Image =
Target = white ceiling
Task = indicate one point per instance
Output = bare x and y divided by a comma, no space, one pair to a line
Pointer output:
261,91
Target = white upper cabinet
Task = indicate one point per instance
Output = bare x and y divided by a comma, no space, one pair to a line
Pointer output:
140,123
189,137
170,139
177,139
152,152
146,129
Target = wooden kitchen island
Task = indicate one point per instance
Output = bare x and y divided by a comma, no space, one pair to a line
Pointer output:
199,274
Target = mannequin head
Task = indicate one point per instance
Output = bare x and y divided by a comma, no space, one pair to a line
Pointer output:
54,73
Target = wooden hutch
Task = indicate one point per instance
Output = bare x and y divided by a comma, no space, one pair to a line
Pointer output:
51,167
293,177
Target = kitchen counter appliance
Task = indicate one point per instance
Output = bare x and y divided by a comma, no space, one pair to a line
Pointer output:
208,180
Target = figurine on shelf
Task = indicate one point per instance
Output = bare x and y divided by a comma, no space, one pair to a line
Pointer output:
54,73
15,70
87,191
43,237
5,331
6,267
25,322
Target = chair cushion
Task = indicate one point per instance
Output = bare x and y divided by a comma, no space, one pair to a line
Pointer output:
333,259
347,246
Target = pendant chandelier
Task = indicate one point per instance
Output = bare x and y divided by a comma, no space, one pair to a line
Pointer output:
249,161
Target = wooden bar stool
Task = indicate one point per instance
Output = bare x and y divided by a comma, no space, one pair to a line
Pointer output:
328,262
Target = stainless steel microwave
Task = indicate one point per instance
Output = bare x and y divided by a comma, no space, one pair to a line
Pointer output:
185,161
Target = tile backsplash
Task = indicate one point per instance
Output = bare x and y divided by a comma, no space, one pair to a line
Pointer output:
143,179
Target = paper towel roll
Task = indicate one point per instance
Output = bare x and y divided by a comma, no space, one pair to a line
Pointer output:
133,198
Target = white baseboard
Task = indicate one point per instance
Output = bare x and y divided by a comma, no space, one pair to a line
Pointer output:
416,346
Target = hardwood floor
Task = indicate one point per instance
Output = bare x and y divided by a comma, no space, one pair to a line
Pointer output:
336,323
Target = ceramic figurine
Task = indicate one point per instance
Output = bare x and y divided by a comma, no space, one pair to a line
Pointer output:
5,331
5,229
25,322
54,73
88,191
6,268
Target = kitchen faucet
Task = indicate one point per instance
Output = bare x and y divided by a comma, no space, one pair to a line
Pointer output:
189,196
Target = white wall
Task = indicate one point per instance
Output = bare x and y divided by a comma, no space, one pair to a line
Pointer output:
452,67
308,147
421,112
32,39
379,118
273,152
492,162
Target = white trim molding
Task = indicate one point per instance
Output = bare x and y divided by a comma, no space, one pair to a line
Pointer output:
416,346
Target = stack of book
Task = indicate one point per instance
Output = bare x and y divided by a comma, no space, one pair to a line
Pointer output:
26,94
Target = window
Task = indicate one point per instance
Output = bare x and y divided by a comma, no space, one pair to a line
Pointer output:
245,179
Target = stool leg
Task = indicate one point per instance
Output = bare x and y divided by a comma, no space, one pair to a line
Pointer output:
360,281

####################

Rescale the data from the line containing "Target = stack of book" through the end of the data, both ends included. Rewrite every line in that span, changing nothing except the x and y coordinate pairs, each of which you multiply by 0.8 and round to a whole number, with halves rounding up.

Target = stack of book
Task = indicate one point per instance
Output = bare x and y divided by a comma, no space, one pair to a line
Pointer output:
21,75
Target = window
Task = indicate one point per instance
Output = bare x and y divided by a comma, no space, one pair to a line
Pointer output:
196,143
Target = stool leg
Task = indicate one point per instance
Output = bare x and y divided by a comma, no space, one pair to a line
Pointer output:
288,225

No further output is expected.